RECORDS SUPPLIED –
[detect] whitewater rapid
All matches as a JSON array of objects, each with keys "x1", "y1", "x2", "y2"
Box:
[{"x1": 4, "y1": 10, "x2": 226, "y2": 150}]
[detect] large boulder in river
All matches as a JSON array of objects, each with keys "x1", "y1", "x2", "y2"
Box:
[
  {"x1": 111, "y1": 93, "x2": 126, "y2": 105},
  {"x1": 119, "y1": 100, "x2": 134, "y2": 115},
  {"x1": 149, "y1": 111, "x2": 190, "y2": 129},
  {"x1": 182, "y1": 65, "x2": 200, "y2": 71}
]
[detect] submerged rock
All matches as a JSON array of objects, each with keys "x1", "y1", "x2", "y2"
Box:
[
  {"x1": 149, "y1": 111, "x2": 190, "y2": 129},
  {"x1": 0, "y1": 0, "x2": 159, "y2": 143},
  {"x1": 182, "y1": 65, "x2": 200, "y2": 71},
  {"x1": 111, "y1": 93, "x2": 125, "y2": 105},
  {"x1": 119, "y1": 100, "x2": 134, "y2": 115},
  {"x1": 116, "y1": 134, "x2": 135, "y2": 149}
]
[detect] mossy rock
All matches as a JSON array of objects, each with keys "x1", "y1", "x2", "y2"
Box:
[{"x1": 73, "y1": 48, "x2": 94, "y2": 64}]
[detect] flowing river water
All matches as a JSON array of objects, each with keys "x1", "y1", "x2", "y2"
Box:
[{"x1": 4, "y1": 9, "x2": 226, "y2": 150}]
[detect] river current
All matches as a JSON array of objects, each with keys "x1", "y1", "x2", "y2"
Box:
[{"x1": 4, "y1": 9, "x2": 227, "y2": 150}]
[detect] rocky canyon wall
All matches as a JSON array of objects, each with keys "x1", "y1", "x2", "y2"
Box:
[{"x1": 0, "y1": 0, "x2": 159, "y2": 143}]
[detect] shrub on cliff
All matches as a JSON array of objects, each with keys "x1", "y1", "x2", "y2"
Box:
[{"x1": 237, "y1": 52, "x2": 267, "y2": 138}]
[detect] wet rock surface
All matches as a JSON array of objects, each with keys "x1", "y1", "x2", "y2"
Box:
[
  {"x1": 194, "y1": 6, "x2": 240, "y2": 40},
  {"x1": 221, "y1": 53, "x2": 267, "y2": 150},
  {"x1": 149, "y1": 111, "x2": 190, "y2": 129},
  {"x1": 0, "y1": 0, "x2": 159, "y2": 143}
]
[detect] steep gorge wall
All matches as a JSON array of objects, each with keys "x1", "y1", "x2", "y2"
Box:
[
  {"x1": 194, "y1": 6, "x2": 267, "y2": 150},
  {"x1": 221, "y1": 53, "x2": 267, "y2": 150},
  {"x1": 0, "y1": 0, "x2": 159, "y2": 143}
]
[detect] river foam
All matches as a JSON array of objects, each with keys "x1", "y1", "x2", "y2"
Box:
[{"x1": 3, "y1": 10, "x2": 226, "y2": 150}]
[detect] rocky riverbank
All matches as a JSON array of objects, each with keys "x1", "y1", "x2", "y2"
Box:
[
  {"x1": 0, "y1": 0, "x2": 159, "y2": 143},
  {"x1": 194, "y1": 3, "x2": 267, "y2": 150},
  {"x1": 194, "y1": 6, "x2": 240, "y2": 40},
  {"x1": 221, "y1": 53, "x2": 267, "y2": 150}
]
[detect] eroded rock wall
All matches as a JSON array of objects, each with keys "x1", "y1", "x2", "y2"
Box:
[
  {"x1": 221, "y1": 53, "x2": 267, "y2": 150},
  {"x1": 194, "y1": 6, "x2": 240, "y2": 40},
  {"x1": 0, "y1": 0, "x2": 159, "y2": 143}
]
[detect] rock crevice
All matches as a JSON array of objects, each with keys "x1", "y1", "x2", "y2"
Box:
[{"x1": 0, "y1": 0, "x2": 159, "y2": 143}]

TASK – Arrange all of the lines above as a numbered list, leaving out any blank lines.

THE OUTPUT –
1. [detect] whitewater rapid
2. All matches as a JSON array of objects, each with keys "x1", "y1", "x2", "y2"
3. Box:
4. [{"x1": 4, "y1": 10, "x2": 226, "y2": 150}]
5. [detect] large boulder in river
6. All matches as a JSON array of objects, each with keys "x1", "y1", "x2", "y2"
7. Box:
8. [
9.   {"x1": 111, "y1": 93, "x2": 126, "y2": 105},
10.   {"x1": 119, "y1": 100, "x2": 134, "y2": 115},
11.   {"x1": 149, "y1": 111, "x2": 190, "y2": 129},
12.   {"x1": 182, "y1": 65, "x2": 200, "y2": 71}
13. ]
14. [detect] submerged rock
15. All matches as a JSON array of objects, each with keys "x1", "y1", "x2", "y2"
16. Box:
17. [
18.   {"x1": 149, "y1": 111, "x2": 190, "y2": 129},
19.   {"x1": 0, "y1": 0, "x2": 159, "y2": 143},
20.   {"x1": 182, "y1": 65, "x2": 200, "y2": 71},
21.   {"x1": 111, "y1": 93, "x2": 125, "y2": 105},
22.   {"x1": 119, "y1": 100, "x2": 134, "y2": 115},
23.   {"x1": 116, "y1": 134, "x2": 135, "y2": 149}
24. ]
25. [detect] mossy rock
26. All matches as a JSON array of objects, each with keys "x1", "y1", "x2", "y2"
27. Box:
28. [{"x1": 73, "y1": 48, "x2": 94, "y2": 64}]
29. [detect] flowing river water
30. All matches as a JSON array of objects, each with keys "x1", "y1", "x2", "y2"
31. Box:
32. [{"x1": 4, "y1": 9, "x2": 226, "y2": 150}]
33. [detect] river current
34. All matches as a JSON array of objects, each with keys "x1", "y1", "x2", "y2"
35. Box:
36. [{"x1": 4, "y1": 9, "x2": 227, "y2": 150}]
37. [detect] rocky canyon wall
38. All matches as a JSON array of objects, each with keys "x1", "y1", "x2", "y2"
39. Box:
40. [{"x1": 0, "y1": 0, "x2": 159, "y2": 143}]
41. [detect] shrub on cliff
42. All matches as a JSON array of objects, each with keys "x1", "y1", "x2", "y2"
43. Box:
44. [{"x1": 237, "y1": 52, "x2": 267, "y2": 138}]
45. [detect] wet rock surface
46. All matches as a JSON array of objects, each with keys "x1", "y1", "x2", "y2"
47. Box:
48. [
49.   {"x1": 194, "y1": 6, "x2": 240, "y2": 40},
50.   {"x1": 221, "y1": 53, "x2": 267, "y2": 150},
51.   {"x1": 149, "y1": 111, "x2": 190, "y2": 129},
52.   {"x1": 0, "y1": 0, "x2": 159, "y2": 143}
53. ]
54. [detect] steep gorge wall
55. All matches as a JSON array of objects, each with keys "x1", "y1", "x2", "y2"
56. Box:
57. [
58.   {"x1": 194, "y1": 6, "x2": 267, "y2": 150},
59.   {"x1": 221, "y1": 53, "x2": 267, "y2": 150},
60.   {"x1": 0, "y1": 0, "x2": 159, "y2": 143}
61. ]
62. [detect] river foam
63. All matches as a JSON array of objects, each with keys "x1", "y1", "x2", "y2"
64. Box:
65. [{"x1": 3, "y1": 10, "x2": 226, "y2": 150}]
66. [detect] rocky riverbank
67. All matches as a JSON array of objects, each with keys "x1", "y1", "x2", "y2"
68. Box:
69. [
70.   {"x1": 0, "y1": 0, "x2": 159, "y2": 143},
71.   {"x1": 194, "y1": 3, "x2": 267, "y2": 150},
72.   {"x1": 194, "y1": 6, "x2": 240, "y2": 40},
73.   {"x1": 221, "y1": 53, "x2": 267, "y2": 150}
74. ]
75. [detect] eroded rock wall
76. All matches as a JSON array of objects, each with keys "x1", "y1", "x2", "y2"
77. Box:
78. [
79.   {"x1": 221, "y1": 53, "x2": 267, "y2": 150},
80.   {"x1": 194, "y1": 6, "x2": 240, "y2": 40},
81.   {"x1": 0, "y1": 0, "x2": 159, "y2": 143}
82. ]
83. [detect] rock crevice
84. All matches as a JSON array of objects, each with keys "x1", "y1", "x2", "y2"
85. Box:
86. [{"x1": 0, "y1": 0, "x2": 159, "y2": 143}]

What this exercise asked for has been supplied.